▸ Extracted records:

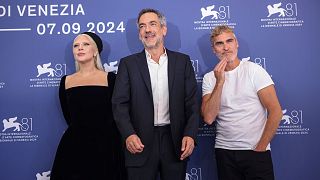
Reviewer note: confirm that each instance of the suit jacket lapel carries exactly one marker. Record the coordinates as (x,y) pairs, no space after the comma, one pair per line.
(171,68)
(143,67)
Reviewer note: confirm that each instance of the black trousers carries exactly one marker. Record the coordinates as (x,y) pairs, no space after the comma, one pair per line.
(162,160)
(244,165)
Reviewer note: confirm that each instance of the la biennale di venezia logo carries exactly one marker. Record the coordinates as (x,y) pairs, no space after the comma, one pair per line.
(47,75)
(213,15)
(17,129)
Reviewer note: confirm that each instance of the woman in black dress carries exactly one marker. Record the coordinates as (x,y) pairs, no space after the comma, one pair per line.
(90,148)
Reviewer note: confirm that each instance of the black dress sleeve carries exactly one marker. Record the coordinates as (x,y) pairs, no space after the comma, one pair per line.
(63,100)
(111,81)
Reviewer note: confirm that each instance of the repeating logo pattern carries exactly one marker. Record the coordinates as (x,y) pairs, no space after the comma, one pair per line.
(212,16)
(17,130)
(48,75)
(43,175)
(194,174)
(281,15)
(292,123)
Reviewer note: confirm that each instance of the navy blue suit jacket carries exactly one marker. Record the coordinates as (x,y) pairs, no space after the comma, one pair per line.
(133,102)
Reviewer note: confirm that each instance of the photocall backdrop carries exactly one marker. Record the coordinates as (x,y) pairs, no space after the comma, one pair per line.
(36,51)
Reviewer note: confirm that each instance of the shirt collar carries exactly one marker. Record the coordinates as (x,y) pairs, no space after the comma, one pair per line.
(148,55)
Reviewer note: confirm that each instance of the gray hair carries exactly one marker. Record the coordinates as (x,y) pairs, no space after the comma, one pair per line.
(161,17)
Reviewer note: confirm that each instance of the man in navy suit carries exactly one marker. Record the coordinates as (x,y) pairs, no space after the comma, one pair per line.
(155,105)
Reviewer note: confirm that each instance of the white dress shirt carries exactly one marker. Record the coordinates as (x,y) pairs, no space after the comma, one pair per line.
(160,88)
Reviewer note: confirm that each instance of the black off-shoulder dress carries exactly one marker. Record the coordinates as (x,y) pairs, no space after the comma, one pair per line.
(90,148)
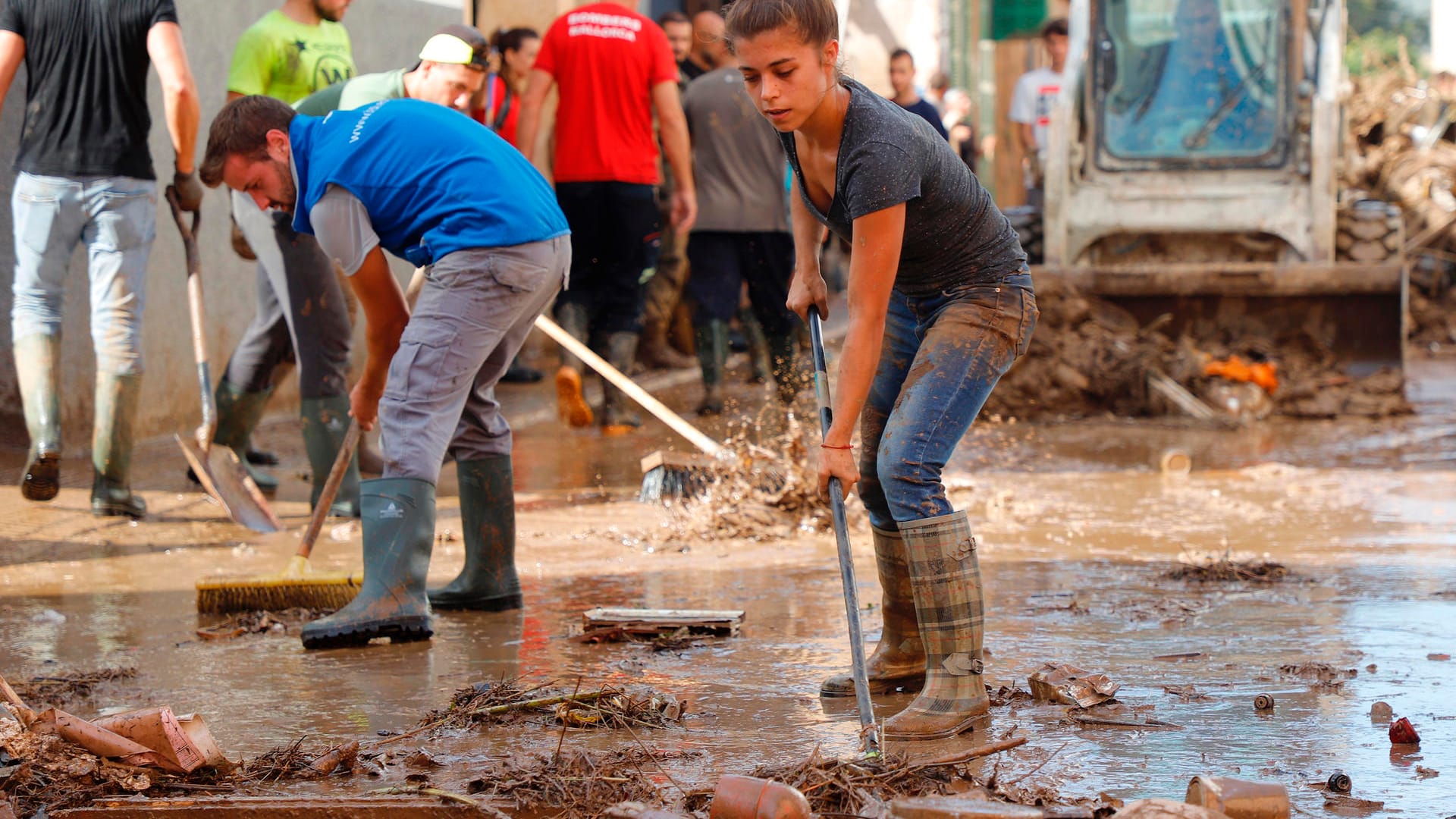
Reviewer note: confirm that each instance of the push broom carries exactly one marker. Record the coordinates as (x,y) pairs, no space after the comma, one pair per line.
(296,586)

▸ Exercise details: Quote every record above exactly, omitting any pictures they contain.

▸ Reply to the exercise:
Reviewer note: confirm that each instance of the suit jacket lapel carries exactly one marker. Record the coordinates as (x,y) pairs, no space after the comma, one pair per line.
(171,68)
(143,67)
Reviewer note: confirm that each instance of the black trousers carries exactly one marker. Record the coordinates as (x,y) pairs, no space after the comma, one pair per line.
(162,160)
(244,165)
Reviewer note: confirm that each instance of the la biennale di venezia logo carries exactly one marker. Record the coordinates as (x,y) pairs, no space after the comma, one pair per line.
(47,75)
(213,15)
(17,129)
Reviewer note: confirm that each instance of the woman in black dress carries exactly one marker. Record the coordinates as (x,y) pairs, no space after the comma, one pair per line.
(90,148)
Reviewer note: confirm that each instance of the black dress sleeve carries exactly one marker. Record the coordinates as (x,y) pairs, no space after the comma, one pair per line.
(63,100)
(111,81)
Reviewer note: confirm that each instance of the repeating logo pattern carries exactly one marker. Record the coordinates as (x,y) pairs, no space after the comma, one pair per line.
(212,16)
(17,130)
(48,75)
(43,175)
(194,174)
(281,15)
(292,123)
Reviewer note: confirm that each instance of the navy blue suit jacket carries exactly one marker. Record the coordinates as (x,y) pairs, no space after the comma, one pair per line.
(133,102)
Reviewer note: confirm that each instance of the photocall backdrop carries exactly one marker. Record the coordinates as (x,y) pairs, no space after the comma, one pair per line.
(36,51)
Reviewer note: confirm that each instance of the shirt collar carries exactly one marker. Record the coordinates as (x,y) pairs, no space after the comma, one pair per line.
(148,55)
Reviewer note: confirm that each instance of the gray hair carries exactly one marker. Record the coordinates as (x,y) pairs, no space after the comma, one pair per line.
(161,17)
Reviewer note: confirm that each instance of the man in navy suit carries exactly one marker. Record the coordinates as (x,y) pairs, no space after the comma, one pair per line.
(155,105)
Reviewer note: confirm that each instance of the white dress shirt carries exactly one marker. Record the coordinates as (x,y) pairs, no space after the comma, one pair per line.
(160,88)
Reviewer note: confirm that each instance of the black off-shoulder dress carries exactly one marker. Record the coordinates as (x,y) pairs, no space after the comma, one pair per line.
(90,148)
Reviewer note: confirm that each instance of the push broom carries exactly one marker. Record the coordinates as (x,y) pairs, no space after the comma, one pair per line.
(296,586)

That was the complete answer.